§ SEITENTEXT:
----
Kreis Stormarn hat 2018 mit Blackout-Planung begonnen
Bei den beiden Tankstellen handelt es sich um die Nordoel-Tankstelle in Großhansdorf (Sieker Landstraße 178) und die Shell-Tankstelle in Reinbek (Möllner Landstraße 19). Die Notstromaggregate, wie sie umgangssprachlich genannt werden, sind eigentlich Netzersatzanlagen. Die beiden Geräte im Wert von etwa 130.000 Euro wurden vom Land Schleswig-Holstein zur Verfügung gestellt.
„Wir haben 2018 mit der Blackout-Planung begonnen“, sagt Birte Riebel vom Fachbereich Sicherheit und Gefahrenabwehr im Kreis Stormarn. Ein wichtiges Ziel: Die Kritische Infrastruktur auch im Ausnahmefall aufrechtzuerhalten. Riebel: „Dafür sind wir mit Mineralölunternehmen in Kontakt getreten und haben diese um Mithilfe gebeten.“
Versorgungssicherheit in Deutschland ist trotz allem recht hoch
Die Verantwortlichen der Lother Gruppe haben bei dieser Anfrage nicht lange überlegt, sagt Geschäftsführer Matthias Bartholl: „Für uns ist soziales Engagement im Zuge unserer gesellschaftlichen Verantwortung selbstverständlich. Deshalb ist eine Hilfestellung bei Notfällen für uns eine soziale und gerne geleistete Pflichtaufgabe.“ Auch in zwei weiteren Kreisen in Schleswig-Holstein, nämlich in Steinburg und Rendsburg-Eckernförde, stellt das Unternehmen weitere Tankstellen für den Notfall zur Verfügung.
Das Unternehmen hat die Tankstellen technisch so ausgerüstet, dass die Feuerwehr die mobile Netzersatzanlage anschließen und die Tankstelle in Betrieb nehmen kann. Betreut werden die Geräte von der dritten Feuerwehrbereitschaft Technische Hilfe des Kreises Stormarn mit Bereitschaftsführer Harald Gewe. Auch das Technische Hilfswerk könnte die Geräte im Notfall bedienen. Übrigens: Mögliche Szenarien, die einen sogenannten Blackout verursachen können, sind vielfältig: „Ein instabiles Stromnetz kann die Ursache sein“, so Andreas Rehberg, Fachbereichsleiter Sicherheit und Gefahrenabwehr beim Kreis Stormarn. Angesichts der aktuellen Krisenlage und weltpolitischer Spannungen sei auch ein Angriff auf das Stromnetz nicht ausgeschlossen. Natürlich hofften alle Beteiligten, dass es nicht zu so einem Angriff kommt. „Die Versorgungssicherheit in Deutschland liegt noch immer bei über 99 Prozent“, so Rehberg. Aber wenn doch einmal das Unwahrscheinliche passiert, dann will man vorbereitet sein.
----
§ GEGEBENE DATENSÄTZE:

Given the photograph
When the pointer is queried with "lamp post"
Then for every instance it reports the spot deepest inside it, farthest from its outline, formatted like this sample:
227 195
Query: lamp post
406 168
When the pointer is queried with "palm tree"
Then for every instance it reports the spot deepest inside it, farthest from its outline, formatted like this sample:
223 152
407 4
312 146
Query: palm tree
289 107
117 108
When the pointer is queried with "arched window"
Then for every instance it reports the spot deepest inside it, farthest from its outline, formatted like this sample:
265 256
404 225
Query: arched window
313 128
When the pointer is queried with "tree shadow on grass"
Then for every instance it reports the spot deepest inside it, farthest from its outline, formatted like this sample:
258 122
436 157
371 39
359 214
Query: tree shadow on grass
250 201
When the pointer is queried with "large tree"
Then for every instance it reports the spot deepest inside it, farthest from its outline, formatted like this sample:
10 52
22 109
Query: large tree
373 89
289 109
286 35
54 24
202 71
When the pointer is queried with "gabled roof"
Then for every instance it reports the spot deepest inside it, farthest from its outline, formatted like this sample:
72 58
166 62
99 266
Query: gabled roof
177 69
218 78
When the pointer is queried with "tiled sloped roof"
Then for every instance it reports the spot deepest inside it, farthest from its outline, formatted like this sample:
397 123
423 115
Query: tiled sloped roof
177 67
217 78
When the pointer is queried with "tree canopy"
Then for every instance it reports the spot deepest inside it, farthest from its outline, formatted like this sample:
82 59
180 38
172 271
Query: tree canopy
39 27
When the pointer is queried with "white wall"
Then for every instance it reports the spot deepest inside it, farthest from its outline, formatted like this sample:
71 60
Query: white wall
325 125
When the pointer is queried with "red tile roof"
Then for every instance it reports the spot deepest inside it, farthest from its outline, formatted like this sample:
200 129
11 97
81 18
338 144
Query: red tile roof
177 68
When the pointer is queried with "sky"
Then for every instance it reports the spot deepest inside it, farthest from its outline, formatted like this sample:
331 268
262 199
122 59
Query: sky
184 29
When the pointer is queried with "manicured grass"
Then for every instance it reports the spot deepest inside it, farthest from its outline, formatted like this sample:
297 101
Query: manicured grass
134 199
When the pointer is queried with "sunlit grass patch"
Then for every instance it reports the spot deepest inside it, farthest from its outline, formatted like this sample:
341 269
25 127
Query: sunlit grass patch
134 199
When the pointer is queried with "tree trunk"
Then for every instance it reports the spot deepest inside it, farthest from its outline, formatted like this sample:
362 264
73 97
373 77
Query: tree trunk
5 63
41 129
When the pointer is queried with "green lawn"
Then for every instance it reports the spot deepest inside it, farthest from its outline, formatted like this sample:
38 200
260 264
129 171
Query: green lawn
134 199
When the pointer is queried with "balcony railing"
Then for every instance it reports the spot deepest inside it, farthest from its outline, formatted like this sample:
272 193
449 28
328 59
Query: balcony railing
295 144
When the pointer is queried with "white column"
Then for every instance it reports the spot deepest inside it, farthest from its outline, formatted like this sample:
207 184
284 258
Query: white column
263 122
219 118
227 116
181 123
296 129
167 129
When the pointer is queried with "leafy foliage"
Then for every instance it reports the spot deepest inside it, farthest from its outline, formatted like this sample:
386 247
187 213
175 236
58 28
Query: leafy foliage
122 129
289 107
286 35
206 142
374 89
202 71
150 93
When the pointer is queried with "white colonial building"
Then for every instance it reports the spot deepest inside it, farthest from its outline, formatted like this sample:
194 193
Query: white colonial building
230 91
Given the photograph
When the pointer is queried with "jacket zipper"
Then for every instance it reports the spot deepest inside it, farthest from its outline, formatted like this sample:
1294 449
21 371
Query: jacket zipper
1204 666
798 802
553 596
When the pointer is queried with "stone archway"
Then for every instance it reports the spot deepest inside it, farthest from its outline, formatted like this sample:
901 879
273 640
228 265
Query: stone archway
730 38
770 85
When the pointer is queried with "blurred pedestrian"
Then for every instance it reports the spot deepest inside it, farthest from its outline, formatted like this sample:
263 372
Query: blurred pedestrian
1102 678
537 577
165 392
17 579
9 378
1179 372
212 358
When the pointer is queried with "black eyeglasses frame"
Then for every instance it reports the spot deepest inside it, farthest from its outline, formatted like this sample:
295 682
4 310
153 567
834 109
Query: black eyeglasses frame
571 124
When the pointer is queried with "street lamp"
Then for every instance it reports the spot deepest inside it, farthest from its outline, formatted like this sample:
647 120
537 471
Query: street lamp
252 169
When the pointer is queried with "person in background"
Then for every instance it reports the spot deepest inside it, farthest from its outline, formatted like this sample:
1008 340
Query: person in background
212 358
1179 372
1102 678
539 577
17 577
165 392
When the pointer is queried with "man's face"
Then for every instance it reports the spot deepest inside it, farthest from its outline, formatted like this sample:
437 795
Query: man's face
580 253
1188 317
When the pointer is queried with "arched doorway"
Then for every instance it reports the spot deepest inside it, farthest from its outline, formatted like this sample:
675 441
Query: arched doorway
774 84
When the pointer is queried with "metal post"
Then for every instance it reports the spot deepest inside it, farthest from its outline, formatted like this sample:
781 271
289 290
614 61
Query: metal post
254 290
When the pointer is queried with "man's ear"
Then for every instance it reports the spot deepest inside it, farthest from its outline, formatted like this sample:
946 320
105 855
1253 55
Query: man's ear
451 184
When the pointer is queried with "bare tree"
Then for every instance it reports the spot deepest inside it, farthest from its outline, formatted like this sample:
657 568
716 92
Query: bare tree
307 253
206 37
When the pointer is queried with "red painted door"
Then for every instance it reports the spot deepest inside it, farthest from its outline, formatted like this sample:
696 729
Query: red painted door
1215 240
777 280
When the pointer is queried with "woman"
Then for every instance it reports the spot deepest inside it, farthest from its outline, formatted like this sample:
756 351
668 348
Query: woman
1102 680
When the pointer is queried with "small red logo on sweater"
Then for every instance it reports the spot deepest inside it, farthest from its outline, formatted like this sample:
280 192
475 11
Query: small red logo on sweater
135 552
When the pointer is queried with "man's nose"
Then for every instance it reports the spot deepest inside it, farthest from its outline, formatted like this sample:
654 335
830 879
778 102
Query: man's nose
----
§ AUFGABENSTELLUNG: Geben Sie den Absatz des Textes zur Blackout-Planung, der mit „Bei den beiden Tankstellen“ beginnt, als Stichpunktliste wieder und behalten Sie dabei alle wesentlichen Fakten bei. Die Datensätze stammen aus einer anderen Quelle als der Text.

§ LÖSUNG:
- Betroffene Tankstellen: die Nordoel-Tankstelle in Großhansdorf (Sieker Landstraße 178) und die Shell-Tankstelle in Reinbek (Möllner Landstraße 19)
- „Notstromaggregate“ ist die umgangssprachliche Bezeichnung; eigentlich handelt es sich um Netzersatzanlagen
- Wert der beiden Geräte: etwa 130.000 Euro
- Bereitgestellt vom Land Schleswig-Holstein